# START OF Passage provided
Verdict: It doesn’t matter, because he’s going to be fired no matter what happens, and that may ultimately be the biggest problem here. Part of what Guardiola gave Barça during his tenure was a respite from the sandstorm of manager panic that seems to assail just about every top club just about all the time. Every year until Guardiola announced he was leaving, they knew he would be running the team the next season, which meant not just freedom from some vaguely defined “distraction” but freedom from ego clashes and jockeying for influence over the direction of the team. But while Guardiola came in to the Barça job as an untouchable saint, Martino has been, from the very beginning, just a regular schlub in the office, and that, more than his tactics, has hurt the squad’s focus.
# END OF Passage provided
# START OF Records for processing
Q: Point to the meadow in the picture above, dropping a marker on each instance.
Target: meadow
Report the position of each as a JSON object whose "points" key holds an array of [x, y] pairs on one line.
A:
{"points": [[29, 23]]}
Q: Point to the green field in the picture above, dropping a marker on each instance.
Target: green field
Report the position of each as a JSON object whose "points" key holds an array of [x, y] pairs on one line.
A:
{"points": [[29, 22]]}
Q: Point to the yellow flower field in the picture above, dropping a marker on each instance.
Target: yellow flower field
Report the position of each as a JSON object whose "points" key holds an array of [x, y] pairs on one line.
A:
# END OF Records for processing
[Parts of the exercise]
**1)** Please reproduce the full passage about Martino and Guardiola at Barça word for word.
**2)** Give only the number of lines in the records that contain the string "above", counting case-sensitively.

[Results by task]
**1)**
Verdict: It doesn’t matter, because he’s going to be fired no matter what happens, and that may ultimately be the biggest problem here. Part of what Guardiola gave Barça during his tenure was a respite from the sandstorm of manager panic that seems to assail just about every top club just about all the time. Every year until Guardiola announced he was leaving, they knew he would be running the team the next season, which meant not just freedom from some vaguely defined “distraction” but freedom from ego clashes and jockeying for influence over the direction of the team. But while Guardiola came in to the Barça job as an untouchable saint, Martino has been, from the very beginning, just a regular schlub in the office, and that, more than his tactics, has hurt the squad’s focus.

**2)** 3